Extracted data entries
○ ○ ○ ○ ○

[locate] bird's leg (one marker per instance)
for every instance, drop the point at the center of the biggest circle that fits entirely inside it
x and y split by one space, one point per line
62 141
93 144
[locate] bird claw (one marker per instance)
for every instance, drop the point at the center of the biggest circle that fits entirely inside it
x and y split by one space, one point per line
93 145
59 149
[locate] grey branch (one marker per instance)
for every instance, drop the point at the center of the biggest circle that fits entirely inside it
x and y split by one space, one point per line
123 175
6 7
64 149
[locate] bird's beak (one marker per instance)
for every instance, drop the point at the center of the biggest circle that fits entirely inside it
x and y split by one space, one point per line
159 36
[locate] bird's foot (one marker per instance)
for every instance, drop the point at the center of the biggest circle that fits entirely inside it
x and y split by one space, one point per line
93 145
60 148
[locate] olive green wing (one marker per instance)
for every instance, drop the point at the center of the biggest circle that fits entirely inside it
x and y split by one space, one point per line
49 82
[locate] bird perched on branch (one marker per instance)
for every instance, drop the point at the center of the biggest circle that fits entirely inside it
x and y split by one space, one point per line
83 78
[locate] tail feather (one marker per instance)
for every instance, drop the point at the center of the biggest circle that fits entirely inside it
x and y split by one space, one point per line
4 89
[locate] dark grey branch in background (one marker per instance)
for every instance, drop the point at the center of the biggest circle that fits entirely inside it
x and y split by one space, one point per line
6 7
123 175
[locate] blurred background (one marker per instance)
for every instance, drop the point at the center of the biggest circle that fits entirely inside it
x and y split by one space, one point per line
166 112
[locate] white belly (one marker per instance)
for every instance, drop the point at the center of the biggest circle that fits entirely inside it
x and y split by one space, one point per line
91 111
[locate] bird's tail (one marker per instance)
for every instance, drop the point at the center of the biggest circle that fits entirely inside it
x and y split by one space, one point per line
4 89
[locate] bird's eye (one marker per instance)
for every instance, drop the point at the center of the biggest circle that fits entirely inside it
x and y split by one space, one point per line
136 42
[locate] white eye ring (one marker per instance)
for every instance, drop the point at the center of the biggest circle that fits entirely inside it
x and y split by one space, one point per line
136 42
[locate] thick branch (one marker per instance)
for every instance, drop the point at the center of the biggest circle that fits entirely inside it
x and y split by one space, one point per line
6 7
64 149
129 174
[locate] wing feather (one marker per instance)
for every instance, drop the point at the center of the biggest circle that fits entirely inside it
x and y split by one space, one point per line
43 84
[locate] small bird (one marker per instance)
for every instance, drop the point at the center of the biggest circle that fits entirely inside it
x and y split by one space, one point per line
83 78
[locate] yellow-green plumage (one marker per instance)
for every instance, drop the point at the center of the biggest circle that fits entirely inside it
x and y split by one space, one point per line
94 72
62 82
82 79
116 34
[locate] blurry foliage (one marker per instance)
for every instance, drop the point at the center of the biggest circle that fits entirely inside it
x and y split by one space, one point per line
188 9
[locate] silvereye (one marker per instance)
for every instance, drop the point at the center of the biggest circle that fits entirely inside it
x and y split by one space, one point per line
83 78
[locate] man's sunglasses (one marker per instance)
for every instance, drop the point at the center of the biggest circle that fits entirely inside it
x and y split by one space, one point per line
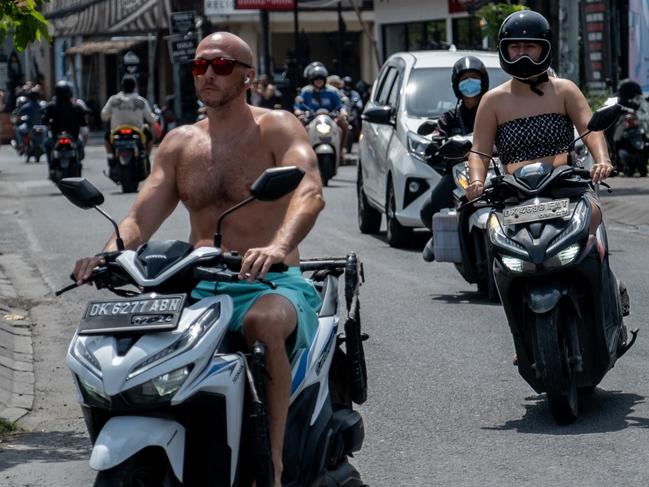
220 65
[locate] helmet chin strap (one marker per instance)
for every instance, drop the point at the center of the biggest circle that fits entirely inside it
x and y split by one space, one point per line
542 78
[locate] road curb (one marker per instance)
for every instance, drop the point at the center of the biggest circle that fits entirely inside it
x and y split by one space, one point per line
17 378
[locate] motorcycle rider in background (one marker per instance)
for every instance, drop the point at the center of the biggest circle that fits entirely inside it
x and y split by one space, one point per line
126 108
319 95
33 110
64 115
470 81
355 105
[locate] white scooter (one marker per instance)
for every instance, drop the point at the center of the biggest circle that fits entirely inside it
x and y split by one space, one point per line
168 396
324 136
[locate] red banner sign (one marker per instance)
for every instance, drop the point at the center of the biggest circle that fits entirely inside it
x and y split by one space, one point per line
264 4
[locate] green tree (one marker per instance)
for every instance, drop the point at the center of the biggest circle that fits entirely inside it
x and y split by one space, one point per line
22 20
493 15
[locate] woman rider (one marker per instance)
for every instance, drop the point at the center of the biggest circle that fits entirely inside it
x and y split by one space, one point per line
470 81
530 118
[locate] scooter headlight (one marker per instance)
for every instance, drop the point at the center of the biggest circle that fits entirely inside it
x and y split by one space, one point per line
564 257
190 336
323 128
93 396
162 388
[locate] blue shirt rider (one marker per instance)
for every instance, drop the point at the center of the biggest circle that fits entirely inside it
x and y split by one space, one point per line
319 95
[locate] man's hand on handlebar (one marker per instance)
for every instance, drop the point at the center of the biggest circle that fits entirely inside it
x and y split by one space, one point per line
256 262
83 268
474 190
600 171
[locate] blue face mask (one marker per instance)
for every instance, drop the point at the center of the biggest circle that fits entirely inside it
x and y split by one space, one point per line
470 87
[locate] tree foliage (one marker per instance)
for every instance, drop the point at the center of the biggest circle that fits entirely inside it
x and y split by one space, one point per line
22 21
493 15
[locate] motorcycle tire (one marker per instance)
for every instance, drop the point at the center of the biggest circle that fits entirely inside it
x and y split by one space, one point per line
369 218
141 470
552 353
398 236
128 179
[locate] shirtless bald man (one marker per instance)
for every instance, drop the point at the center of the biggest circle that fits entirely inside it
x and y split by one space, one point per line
210 166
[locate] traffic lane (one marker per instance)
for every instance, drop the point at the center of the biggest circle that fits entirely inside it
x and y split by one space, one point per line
446 405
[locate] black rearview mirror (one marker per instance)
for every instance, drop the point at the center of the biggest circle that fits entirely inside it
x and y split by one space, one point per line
81 192
276 182
455 148
604 118
427 128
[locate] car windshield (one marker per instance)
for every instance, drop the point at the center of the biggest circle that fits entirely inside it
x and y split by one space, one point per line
429 92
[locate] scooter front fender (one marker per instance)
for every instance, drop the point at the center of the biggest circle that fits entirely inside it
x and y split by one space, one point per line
124 436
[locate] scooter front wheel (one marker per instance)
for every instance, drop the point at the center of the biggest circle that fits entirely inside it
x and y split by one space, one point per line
141 470
553 364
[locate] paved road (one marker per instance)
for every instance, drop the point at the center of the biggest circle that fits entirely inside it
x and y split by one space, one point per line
445 407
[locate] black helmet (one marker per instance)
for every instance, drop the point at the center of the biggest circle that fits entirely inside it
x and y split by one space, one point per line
530 26
469 63
628 89
63 91
317 72
309 67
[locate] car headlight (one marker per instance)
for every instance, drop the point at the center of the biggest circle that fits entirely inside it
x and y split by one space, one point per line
417 145
93 396
159 389
190 336
564 257
323 128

○ ○ ○ ○ ○

Write out the whole listing again, exactly, with no pictures.

[locate] bird's leg (one marker per instance)
for every instance, drop the point at the center of the biggest circle that fits entirely inside it
x and y split by one space, one point per line
62 141
93 144
[locate] bird claw (one marker per instance)
for every instance, drop the point at the center of the biggest circle that fits entirely inside it
x and y split by one space, one point per line
93 145
59 149
[locate] grey branch (one marker per instance)
for every instance, drop the point at the center of the biggest circle that fits entirely inside it
x and y split by one space, one point per line
123 175
6 7
64 149
[locate] bird's beak (one marker per instance)
for every instance, drop the point at the center of the biggest circle that fits entirely inside it
x and y split by one space, one point per line
159 36
[locate] bird's foot (one marker per instance)
for every instance, drop the point at the center of the biggest circle that fits entirely inside it
x and y split by one space, one point per line
93 145
60 148
[locate] olive green wing (one marker per instance)
for every instance, drop the point at the center of the biggest circle that fits entirely inside it
x and y split by one space, one point per line
49 82
[locate] bird perched on branch (one marker per instance)
for every instance, drop the point at the center of the biggest circle that fits entirely inside it
x and y split by one space, one point per line
83 78
[locate] tail feather (one marker per instance)
for every instance, drop the point at the center of the biggest circle that fits entirely inside it
x and y split by one space, one point per line
4 89
[locate] dark grey branch in background (one marker per instance)
for every instance, drop the point at the center of the biggest circle that fits entirely inside it
x and y split by one space, one point per line
6 7
123 175
[locate] blurred background (one marker per instance)
for every instance, drop the point at the center of the biggest circle that fits entirely inside it
x and y split by one space, one point per line
166 112
[locate] white belly (one marker per instance)
for every instance, drop the point at the center of the biggest circle that fits entirely inside it
x and y split by one space, one point per line
91 111
[locate] bird's tail (one marker per instance)
for every instance, drop the point at the center of the biggest circle that fits entirely inside it
x and y split by one space, one point per line
4 89
[locate] bird's eye (one marker per instance)
for every instance, drop the point at the center of the biggest circle that fits entirely inside it
x and y split by one space, one point per line
136 42
[locate] white eye ring (one marker per instance)
for every instance, drop the point at the center of the biggest circle that fits entirely inside it
x and y split by one space, one point per line
136 42
[locate] thick branch (one marker per instance)
for every instance, drop the point at the center of the biggest circle that fits entirely inside it
x and y split by one space, one point per line
6 7
64 149
129 174
[locate] wing feather (one marker per instance)
for every instance, drop the point at the center of the biggest circle that fits entirely inside it
x and y split by one space, one point per line
43 84
[locate] small bird (one marker per instance)
for every instance, drop the point at the center of the biggest circle that fits entirely inside it
x and y split by one space, one point per line
83 78
[locate] yellow-green plumage (one marker per instance)
for every instance, drop the point at the center of the biggest circle that fits entirely inside it
x and y split by one space, one point per line
94 72
62 82
82 79
116 34
[locate] blurry foliage (one marker per instance)
for every instance, drop the point at the center of the biggest circle that fits entirely inside it
x and y split by one space, one point per line
188 9
[locate] silvereye (one marker per instance)
for every instance, drop the point at the center of the biggest circle that fits entirely inside it
x and y split by one space, one point per line
83 78
[locate] man's sunglasses (one marker per instance)
for every instance, drop the point at the center of the biggest circle that fits entirely inside it
x and y split by one space, one point per line
220 65
[locate] helmet chin strap (one marker per instance)
for every instance, drop the point at the center of the biggest circle that fits entirely inside it
x and y split by one space, one point per line
542 78
[locate] road curb (one marker per instance)
for every instance, drop the point at the center of the biggest circle that fits entirely inside it
x and y split by one space, one point per line
17 378
[locate] motorcycle rider in background (one marker per instance)
for every instance, drop the point at the center of the biggest circle that fits entirely inside it
x and y split by one space, one point per line
126 108
319 95
33 110
64 115
470 81
355 105
[locate] white scooter (one marker per instance)
for every instance, drop the point at the center of the biggest circle that fits entirely inside it
x and y split by one space, one point per line
168 396
324 136
[locate] red banner sign (one marker per instance)
for every instance, drop the point at the center of the biggest circle that fits entirely inside it
x and y split by one space, one point per line
264 4
[locate] green tree (one marker per instance)
for every instance, drop the point at the center of the biggest circle that fits entirely inside it
x and y split by one space, one point per line
22 20
493 15
[locate] woman rider (one marker per instance)
for every instance, drop the point at the center of the biggest circle that fits entirely inside it
x and y split by one space, one point per line
470 81
530 118
[locate] scooter headlight (one marker per instance)
for every instance, drop the point at the center of the biggest circle that fits entirely inside it
x and y split by one space, one point per line
564 257
190 336
323 128
93 396
162 388
[locate] blue shirt rider (one marker per instance)
for every instance, drop the point at the center of the biggest circle that fits entirely inside it
x and y split by one space, one point per line
319 95
[locate] man's hand on handlebar (one marker per instance)
for every instance, drop the point at the center of the biggest circle that fits entirely inside it
x and y split by one space, one point per line
256 262
83 268
474 190
600 171
[locate] blue face mask (one marker per instance)
for every instance, drop the point at the center of the biggest circle that fits entirely inside it
x and y split by one space, one point per line
470 87
[locate] tree foliage (one marker per instance)
for every instance, drop the point at the center of the biggest circle that fits entirely inside it
x and y split by one space, one point per line
22 21
493 15
[locate] motorcycle tire (one marker per instance)
for every instance, drop the point at the center of the biggest circle that fits entirely inside it
x and y split by one space, one point per line
369 218
141 470
552 353
398 236
128 179
[locate] shirtless bald man (one marker per instance)
for every instance, drop the point at the center of the biggest circle that fits entirely inside it
x and y split by one space, one point per line
210 166
[locate] traffic lane (one marker per instance)
for every instance, drop the point at the center of the biggest circle that fits entirely inside it
x and y split by one space, one point per line
446 405
[locate] black rearview mirror (one marker per instance)
for every instance, drop the point at the center of the biggest circle that fits entirely inside it
x and y split by one space, one point per line
81 192
276 182
455 148
604 118
427 128
[locate] car windshield (one marker per instance)
for every instance, drop the point at the center of the biggest circle that fits entirely inside it
x and y split by one space, one point per line
429 92
[locate] scooter front fender (one marker per instance)
for every instance, drop the point at the center of the biggest circle that fits entirely inside it
x and y split by one space, one point per line
124 436
[locate] scooter front wheel (one marker per instance)
for every instance, drop the point at the center of the biggest circle that fits entirely inside it
x and y split by one space, one point per line
141 470
553 364
[locate] paved road (one marker per instance)
for every instance, drop the point at the center of the biggest circle that fits entirely inside it
x and y split by one space, one point per line
445 407
[locate] black helmet (one marker per instance)
for every instance, drop the point at the center of the biggest circle that fits entirely inside it
x and y split by one space, one point per line
530 26
469 63
628 89
63 91
317 72
309 67
[locate] car headlight (one marker per instance)
for every instance, drop the point at the center of the biggest circle that fits entirely inside it
x and y split by one space, one point per line
417 145
93 396
159 389
190 336
564 257
323 128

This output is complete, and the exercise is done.